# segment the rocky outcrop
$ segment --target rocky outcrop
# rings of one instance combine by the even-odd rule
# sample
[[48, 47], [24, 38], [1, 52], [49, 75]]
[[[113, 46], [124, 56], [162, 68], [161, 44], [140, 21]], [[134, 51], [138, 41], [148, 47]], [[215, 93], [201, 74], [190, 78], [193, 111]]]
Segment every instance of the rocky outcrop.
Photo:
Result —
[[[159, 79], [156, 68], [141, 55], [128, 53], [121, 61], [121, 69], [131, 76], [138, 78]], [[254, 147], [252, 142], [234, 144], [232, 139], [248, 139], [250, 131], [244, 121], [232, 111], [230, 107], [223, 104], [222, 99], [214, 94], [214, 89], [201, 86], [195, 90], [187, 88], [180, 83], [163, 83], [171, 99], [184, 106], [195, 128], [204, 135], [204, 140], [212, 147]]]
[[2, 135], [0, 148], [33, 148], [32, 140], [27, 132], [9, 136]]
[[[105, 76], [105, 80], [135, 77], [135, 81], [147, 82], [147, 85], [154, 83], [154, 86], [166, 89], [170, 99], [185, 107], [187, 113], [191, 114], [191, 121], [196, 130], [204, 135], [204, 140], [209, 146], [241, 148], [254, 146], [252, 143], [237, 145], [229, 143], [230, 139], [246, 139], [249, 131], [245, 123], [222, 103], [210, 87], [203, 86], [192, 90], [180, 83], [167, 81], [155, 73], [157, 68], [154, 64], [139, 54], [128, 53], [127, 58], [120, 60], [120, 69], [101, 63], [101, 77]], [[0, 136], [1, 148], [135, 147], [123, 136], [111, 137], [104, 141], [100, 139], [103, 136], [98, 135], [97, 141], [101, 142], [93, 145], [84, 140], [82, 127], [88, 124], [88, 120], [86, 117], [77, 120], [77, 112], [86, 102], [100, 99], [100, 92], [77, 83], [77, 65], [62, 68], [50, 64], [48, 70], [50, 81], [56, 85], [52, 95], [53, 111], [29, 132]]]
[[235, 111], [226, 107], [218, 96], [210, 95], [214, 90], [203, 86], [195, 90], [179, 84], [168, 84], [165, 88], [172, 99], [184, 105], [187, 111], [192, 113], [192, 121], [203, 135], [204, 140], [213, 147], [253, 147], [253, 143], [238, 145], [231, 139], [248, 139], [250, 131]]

• • • • • • •

Convert the data, starting at its first line and ending at the line that contains "132], [9, 136]]", into a Markdown table with the columns Row and Line. Skip any blank lines.

| Row | Line |
|---|---|
| 1 | # segment the rocky outcrop |
| 2 | $ segment --target rocky outcrop |
| 3 | # rings of one instance combine by the even-odd rule |
| 4 | # sample |
| 5 | [[48, 47], [24, 38], [1, 52], [49, 75]] |
| 6 | [[[113, 46], [124, 56], [162, 68], [161, 44], [140, 21]], [[134, 51], [138, 41], [148, 47]], [[215, 93], [201, 74], [190, 78], [193, 111]]] |
| 7 | Segment every instance of the rocky outcrop. |
| 8 | Photo: |
| 9 | Result — |
| 10 | [[[159, 79], [156, 68], [141, 55], [128, 53], [121, 61], [121, 69], [131, 76], [138, 78]], [[254, 147], [252, 142], [234, 144], [232, 139], [248, 139], [250, 131], [244, 121], [232, 111], [230, 107], [223, 104], [222, 99], [214, 94], [214, 89], [201, 86], [195, 90], [187, 88], [180, 83], [163, 83], [171, 99], [184, 106], [195, 128], [204, 135], [204, 140], [212, 147]]] |
| 11 | [[2, 135], [0, 148], [33, 148], [32, 140], [27, 132], [9, 136]] |